- **REQUEST**: Extract, verbatim, all lines starting at the one containing "Target: red ferrari race car" and ending with the final line of the listing, and no others.

- **DATA PROVIDED**:
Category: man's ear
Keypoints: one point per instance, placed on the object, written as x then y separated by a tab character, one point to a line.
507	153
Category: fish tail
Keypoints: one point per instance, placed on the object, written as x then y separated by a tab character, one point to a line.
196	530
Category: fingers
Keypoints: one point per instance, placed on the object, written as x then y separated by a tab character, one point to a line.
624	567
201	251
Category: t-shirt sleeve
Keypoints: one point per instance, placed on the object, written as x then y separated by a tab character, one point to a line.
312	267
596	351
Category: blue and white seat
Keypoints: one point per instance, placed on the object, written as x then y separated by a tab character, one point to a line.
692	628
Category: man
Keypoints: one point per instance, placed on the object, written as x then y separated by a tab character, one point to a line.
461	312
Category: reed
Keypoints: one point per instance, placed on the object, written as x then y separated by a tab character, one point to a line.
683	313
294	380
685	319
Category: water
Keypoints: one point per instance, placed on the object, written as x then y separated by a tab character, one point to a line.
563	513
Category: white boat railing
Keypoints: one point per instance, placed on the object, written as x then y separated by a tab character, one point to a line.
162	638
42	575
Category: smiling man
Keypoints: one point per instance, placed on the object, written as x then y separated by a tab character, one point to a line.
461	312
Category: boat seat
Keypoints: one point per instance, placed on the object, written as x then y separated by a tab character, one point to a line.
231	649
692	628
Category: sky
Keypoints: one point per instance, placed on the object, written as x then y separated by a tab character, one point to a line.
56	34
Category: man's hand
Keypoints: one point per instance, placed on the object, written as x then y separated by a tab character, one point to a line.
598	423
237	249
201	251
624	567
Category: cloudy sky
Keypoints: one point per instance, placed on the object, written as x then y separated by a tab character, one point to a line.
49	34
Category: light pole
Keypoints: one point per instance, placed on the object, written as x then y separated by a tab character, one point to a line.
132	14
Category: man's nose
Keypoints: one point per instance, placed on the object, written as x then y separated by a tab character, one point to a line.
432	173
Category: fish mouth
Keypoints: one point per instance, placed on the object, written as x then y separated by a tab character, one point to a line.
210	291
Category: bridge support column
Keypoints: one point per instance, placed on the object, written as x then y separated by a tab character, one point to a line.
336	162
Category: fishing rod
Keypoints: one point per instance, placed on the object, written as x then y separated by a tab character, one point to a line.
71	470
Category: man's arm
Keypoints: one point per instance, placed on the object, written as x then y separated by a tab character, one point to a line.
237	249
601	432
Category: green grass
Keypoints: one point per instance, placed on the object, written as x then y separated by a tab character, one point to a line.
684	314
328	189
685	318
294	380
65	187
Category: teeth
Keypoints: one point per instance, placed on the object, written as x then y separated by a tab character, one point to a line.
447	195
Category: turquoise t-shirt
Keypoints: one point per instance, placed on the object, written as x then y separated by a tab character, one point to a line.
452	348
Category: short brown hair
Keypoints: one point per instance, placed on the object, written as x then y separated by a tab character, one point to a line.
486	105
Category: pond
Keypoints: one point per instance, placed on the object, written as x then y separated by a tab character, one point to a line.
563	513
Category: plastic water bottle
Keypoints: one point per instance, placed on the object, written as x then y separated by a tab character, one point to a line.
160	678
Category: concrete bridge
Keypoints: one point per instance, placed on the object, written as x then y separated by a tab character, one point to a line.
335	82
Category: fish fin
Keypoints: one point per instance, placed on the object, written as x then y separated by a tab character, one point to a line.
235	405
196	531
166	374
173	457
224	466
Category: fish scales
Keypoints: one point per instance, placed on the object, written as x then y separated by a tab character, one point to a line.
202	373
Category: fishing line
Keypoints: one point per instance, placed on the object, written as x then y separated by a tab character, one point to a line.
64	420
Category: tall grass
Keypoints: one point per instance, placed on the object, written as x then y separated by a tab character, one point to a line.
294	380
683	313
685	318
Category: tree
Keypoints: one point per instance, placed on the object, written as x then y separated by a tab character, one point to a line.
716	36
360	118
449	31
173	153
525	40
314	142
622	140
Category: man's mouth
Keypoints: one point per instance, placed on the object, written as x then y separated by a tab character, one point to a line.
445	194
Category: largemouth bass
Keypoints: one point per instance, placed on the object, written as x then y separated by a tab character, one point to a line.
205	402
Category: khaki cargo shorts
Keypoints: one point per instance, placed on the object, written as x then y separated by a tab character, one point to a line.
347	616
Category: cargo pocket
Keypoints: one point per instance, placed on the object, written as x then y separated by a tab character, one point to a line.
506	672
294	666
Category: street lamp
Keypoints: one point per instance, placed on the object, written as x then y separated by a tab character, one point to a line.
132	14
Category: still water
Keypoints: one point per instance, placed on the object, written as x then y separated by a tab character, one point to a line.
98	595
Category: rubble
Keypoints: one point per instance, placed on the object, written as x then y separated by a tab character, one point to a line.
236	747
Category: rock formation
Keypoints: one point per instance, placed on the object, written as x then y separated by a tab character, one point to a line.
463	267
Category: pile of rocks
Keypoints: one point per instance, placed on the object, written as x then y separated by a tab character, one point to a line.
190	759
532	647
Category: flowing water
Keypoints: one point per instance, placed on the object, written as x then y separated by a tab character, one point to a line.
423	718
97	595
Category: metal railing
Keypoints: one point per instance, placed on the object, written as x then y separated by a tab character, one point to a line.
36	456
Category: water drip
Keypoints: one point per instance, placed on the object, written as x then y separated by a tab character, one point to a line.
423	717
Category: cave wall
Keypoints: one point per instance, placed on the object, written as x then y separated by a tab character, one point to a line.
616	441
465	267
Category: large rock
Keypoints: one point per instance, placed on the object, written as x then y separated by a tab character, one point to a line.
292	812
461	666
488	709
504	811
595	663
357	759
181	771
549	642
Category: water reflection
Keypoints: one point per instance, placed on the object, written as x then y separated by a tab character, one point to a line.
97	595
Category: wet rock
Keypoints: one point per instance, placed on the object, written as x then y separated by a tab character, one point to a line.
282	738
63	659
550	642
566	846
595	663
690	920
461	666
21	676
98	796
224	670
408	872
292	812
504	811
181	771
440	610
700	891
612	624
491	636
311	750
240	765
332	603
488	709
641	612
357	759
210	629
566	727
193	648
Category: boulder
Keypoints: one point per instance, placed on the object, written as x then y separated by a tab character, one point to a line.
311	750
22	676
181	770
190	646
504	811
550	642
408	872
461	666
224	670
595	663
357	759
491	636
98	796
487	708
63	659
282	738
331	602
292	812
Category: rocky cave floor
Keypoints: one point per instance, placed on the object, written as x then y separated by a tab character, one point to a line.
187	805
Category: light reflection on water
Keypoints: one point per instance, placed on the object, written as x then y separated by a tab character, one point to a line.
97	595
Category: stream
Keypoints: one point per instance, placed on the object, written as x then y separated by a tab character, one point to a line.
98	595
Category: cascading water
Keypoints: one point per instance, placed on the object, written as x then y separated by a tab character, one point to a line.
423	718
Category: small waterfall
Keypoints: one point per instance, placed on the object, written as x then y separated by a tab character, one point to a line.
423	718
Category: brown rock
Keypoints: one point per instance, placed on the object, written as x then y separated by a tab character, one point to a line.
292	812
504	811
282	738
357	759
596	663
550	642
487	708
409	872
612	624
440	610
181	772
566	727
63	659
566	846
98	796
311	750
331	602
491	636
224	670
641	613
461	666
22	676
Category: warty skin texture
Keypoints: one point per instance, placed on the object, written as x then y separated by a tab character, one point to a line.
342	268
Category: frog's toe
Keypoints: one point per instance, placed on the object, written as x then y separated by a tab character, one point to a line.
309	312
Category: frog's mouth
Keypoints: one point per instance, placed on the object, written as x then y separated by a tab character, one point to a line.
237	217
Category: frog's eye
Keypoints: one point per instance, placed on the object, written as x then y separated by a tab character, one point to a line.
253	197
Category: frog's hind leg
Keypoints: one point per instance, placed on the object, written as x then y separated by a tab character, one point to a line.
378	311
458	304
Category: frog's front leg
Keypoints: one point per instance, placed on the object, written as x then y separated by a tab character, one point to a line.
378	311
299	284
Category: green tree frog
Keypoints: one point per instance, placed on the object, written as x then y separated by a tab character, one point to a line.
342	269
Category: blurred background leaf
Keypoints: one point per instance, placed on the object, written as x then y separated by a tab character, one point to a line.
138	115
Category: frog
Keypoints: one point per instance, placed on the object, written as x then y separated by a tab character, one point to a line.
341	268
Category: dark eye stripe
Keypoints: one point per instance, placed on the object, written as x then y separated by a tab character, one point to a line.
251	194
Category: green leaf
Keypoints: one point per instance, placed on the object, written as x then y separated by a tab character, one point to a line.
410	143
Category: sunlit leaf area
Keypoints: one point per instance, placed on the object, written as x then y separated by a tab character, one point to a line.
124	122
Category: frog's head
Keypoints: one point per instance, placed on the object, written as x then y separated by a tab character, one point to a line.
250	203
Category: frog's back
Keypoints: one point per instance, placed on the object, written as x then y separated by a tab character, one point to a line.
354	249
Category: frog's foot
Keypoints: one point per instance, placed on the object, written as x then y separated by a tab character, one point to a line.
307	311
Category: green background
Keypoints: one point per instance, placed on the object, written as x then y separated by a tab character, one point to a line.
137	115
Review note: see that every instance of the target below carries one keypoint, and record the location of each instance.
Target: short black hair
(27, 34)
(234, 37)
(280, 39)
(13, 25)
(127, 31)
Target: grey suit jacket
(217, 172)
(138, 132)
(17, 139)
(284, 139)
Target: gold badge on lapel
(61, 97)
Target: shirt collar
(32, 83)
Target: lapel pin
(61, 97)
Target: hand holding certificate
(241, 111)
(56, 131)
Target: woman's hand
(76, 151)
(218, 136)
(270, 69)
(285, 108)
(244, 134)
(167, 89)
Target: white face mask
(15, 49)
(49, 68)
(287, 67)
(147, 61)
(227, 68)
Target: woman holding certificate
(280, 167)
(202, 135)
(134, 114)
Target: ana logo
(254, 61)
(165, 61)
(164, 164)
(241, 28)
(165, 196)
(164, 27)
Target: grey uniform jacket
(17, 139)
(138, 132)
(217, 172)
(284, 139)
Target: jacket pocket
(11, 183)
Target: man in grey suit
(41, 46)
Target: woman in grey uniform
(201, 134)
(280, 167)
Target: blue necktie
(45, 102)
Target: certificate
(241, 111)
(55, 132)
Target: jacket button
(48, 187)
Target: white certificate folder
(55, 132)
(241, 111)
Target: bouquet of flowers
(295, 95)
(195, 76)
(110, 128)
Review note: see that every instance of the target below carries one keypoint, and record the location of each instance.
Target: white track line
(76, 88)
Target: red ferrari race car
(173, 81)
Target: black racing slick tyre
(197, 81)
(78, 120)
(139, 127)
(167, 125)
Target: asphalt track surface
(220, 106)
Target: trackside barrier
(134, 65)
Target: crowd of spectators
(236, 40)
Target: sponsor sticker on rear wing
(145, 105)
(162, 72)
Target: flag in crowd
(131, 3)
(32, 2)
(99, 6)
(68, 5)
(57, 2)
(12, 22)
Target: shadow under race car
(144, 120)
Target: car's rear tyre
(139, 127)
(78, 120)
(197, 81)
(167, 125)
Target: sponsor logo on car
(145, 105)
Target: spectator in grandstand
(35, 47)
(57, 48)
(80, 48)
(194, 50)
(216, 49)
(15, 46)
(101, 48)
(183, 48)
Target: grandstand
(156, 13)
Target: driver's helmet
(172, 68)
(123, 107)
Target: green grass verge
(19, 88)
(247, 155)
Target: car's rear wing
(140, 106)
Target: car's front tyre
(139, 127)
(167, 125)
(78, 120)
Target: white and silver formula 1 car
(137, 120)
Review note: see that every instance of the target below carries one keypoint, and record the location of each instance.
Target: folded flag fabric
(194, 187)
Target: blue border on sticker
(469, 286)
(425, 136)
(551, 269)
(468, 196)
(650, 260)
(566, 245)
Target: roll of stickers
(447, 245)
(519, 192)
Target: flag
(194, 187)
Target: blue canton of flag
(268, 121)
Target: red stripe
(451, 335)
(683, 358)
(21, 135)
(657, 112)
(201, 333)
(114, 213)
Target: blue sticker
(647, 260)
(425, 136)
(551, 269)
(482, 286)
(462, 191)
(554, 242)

- **PROBLEM SOLUTION**:
Target: red ferrari race car
(173, 81)
Target: black racing slick tyre
(197, 81)
(78, 120)
(139, 127)
(167, 125)
Target: asphalt track surface
(220, 106)
Target: trackside barrier
(134, 65)
Target: crowd of spectators
(236, 40)
Target: sponsor sticker on rear wing
(145, 105)
(162, 72)
Target: flag in crowd
(131, 3)
(32, 2)
(99, 6)
(68, 5)
(57, 2)
(12, 22)
Target: shadow under race car
(144, 120)
Target: car's rear tyre
(139, 127)
(78, 120)
(197, 81)
(167, 125)
Target: sponsor logo on car
(145, 105)
Target: spectator in grandstand
(35, 47)
(57, 48)
(80, 48)
(194, 50)
(216, 49)
(15, 46)
(101, 48)
(183, 48)
Target: grandstand
(156, 13)
Target: driver's helmet
(172, 68)
(123, 107)
Target: green grass verge
(19, 88)
(247, 155)
Target: car's rear wing
(140, 106)
Target: car's front tyre
(139, 127)
(167, 125)
(78, 120)
Target: white and silver formula 1 car
(137, 120)
Review note: see that every instance of the target below carries one keypoint, and record the location of each instance.
Target: folded flag fabric
(194, 187)
Target: blue border on sticker
(469, 286)
(425, 136)
(551, 269)
(468, 196)
(650, 260)
(566, 245)
Target: roll of stickers
(447, 245)
(519, 192)
Target: flag
(194, 187)
Target: blue canton of flag
(268, 121)
Target: red stripe
(451, 335)
(683, 358)
(21, 135)
(657, 112)
(201, 333)
(114, 213)
Target: blue sticker
(647, 260)
(425, 136)
(551, 269)
(482, 286)
(462, 191)
(554, 242)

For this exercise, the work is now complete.